__TASK INSTRUCTIONS__
Leaving the pictures aside, restate all of the data exactly.

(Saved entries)
*** Block opens ***
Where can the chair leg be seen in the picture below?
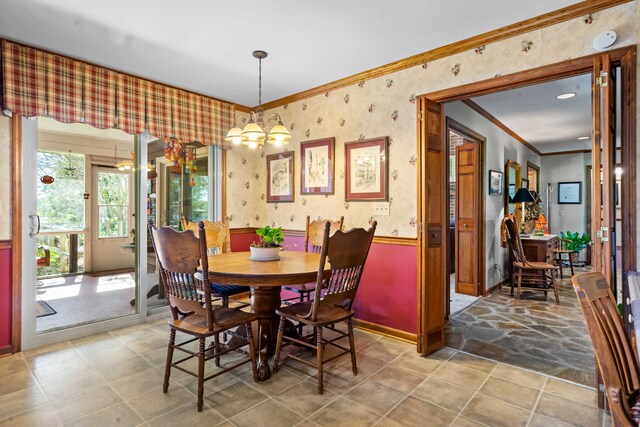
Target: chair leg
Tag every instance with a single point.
(352, 347)
(320, 351)
(201, 356)
(276, 359)
(167, 367)
(252, 350)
*** Block closes ***
__ANSWER TO THE PROBLEM__
Where can the chair leg be seen in the picture below?
Target: chair leg
Tag every instance with a single point.
(352, 347)
(320, 351)
(201, 356)
(276, 359)
(167, 367)
(252, 350)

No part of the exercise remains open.